##### Excerpt #####

What Can We Expect From Used Car Sales in Q2? Jonathan Banks from J.D. Power Provides Insight

The used car market has had its fair share of turns and changing trends so far in 2019 and Jonathon Banks, Vice President and General Manager for Vehicle Valuations at J.D. Power, suspects that this won’t be the end of the surprises 2019 has in store for dealerships. Banks sits down with CBT News’ Jim Fitzpatrick to discuss the latest update on inventory and auction volume of used cars as we begin to move into the second quarter. Check out the full interview above to see what seems to be in store for dealerships and the used car market for the remainder of 2019.

VIDEO TRANSCRIPT: 

Speaker 1:
From our studios in Atlanta, this is Car Biz Today. And here now, Jim Fitzpatrick.

Jim Fitzpatrick:
Hello everyone, I’m Jim Fitzpatrick, thanks so much for joining us on CBT News. 2019 may have gotten off to a sluggish start for the used car market, but bounced back strong this spring. Will it continue to grow, or cool off?

Jim Fitzpatrick:
Here to give us an update on inventory and auction volume as we settle in to Q2 is Jonathan Banks, vice president and general manager for vehicle evaluations at J.D. Power.

Jim Fitzpatrick:
Welcome back to CBT, Jonathan.

Jonathan Banks:
Yeah, thanks a lot. Glad to be here.

Jim Fitzpatrick:
Sure. So, talk to us. Let’s jump right in here. What’s your take on the overall health of the auto industry so far this year?

Jonathan Banks:
The overall health of the auto industry is fantastic. I really focus on the u side which is just becoming really the bellwether of positive results. We’re seeing really strong demand which is driving up prices in the retail side. We look at the wholesale market. Dealers are paying more for the inventory that’s a bit of a challenge. But the good part about it, they’re paying more on the wholesale, but they’re getting that back on retail.

#####

Challenge A: List each speaker label that appears in the transcript of the used car market interview.
Challenge B: Write the next part of the used car market interview transcript, picking up after its final sentence.

##### Extracted material #####

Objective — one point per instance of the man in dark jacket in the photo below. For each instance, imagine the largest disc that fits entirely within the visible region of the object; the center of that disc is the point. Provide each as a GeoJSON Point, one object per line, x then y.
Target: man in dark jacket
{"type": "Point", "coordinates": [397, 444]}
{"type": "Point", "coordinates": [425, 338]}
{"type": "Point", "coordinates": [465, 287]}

#####
##### Extracted material #####

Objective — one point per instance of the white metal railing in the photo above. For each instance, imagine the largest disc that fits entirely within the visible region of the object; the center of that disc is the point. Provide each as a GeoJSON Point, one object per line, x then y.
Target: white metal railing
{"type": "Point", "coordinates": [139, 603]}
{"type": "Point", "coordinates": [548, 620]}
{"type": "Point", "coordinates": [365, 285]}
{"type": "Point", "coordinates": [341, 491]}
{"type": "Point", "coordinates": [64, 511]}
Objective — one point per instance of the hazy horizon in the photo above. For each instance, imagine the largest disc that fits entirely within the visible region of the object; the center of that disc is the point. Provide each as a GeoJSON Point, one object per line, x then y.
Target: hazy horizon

#####
##### Extracted material #####

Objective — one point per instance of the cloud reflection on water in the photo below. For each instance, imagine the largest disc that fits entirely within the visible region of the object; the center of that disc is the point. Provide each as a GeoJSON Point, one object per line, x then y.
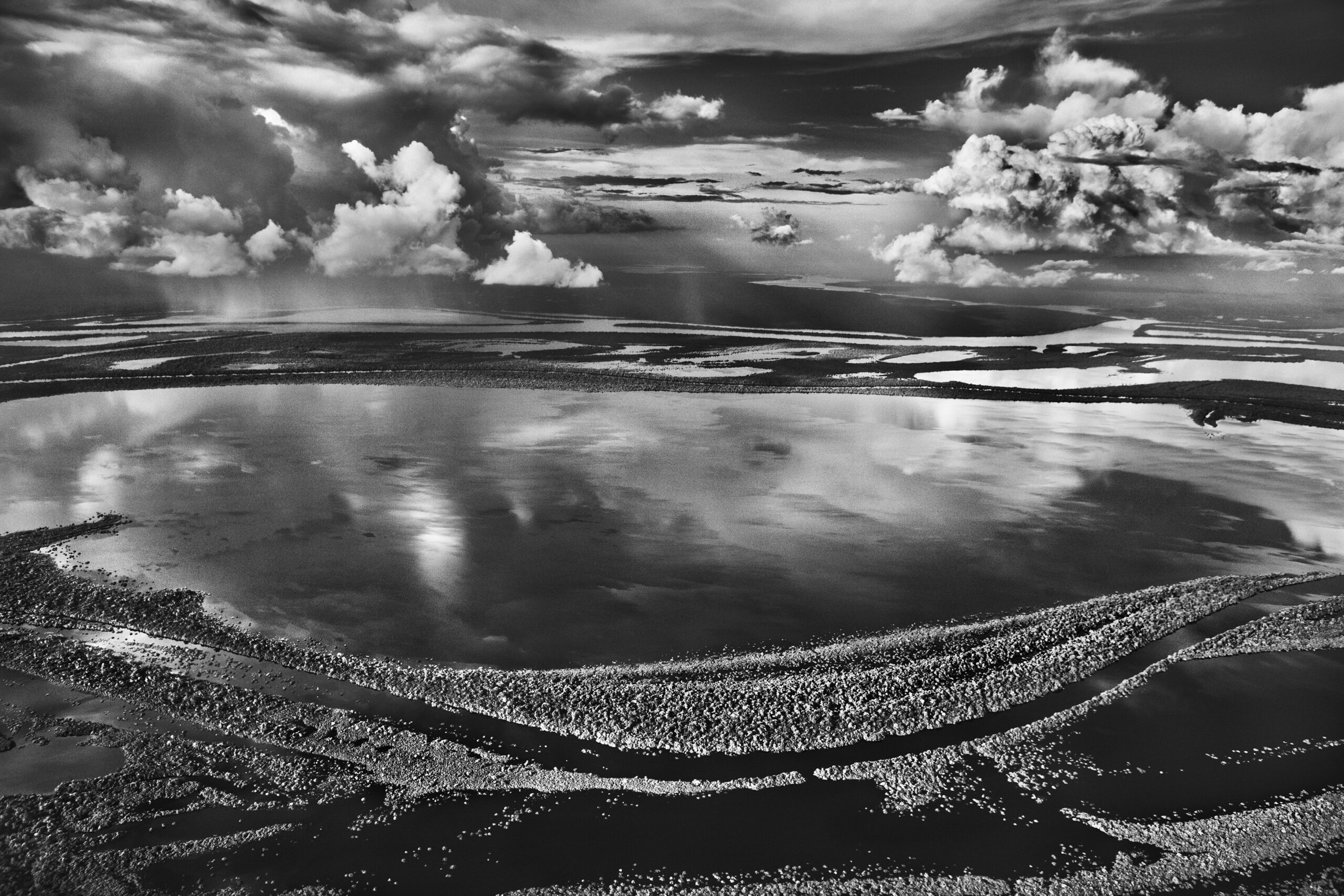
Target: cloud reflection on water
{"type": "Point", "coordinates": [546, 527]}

#####

Result A:
Speaker 1
Jim Fitzpatrick
Jonathan Banks

Result B:
Jonathan Banks:
On the new vehicle side, we’re seeing a bit of a pullback on retail sales, but when you really dig down underneath that data, we see some strength in the form of, we’re seeing transaction prices on new vehicles go up. A lot of that’s coming from lowering incentives, but also coming from more just higher prices on vehicles because of contenting.

Jonathan Banks:
Overall, the market looks really strong.

Jim Fitzpatrick:
Yeah, that’s for sure, and I guess everybody still wants SUVs and truck, right? I mean that’s the name of the game today.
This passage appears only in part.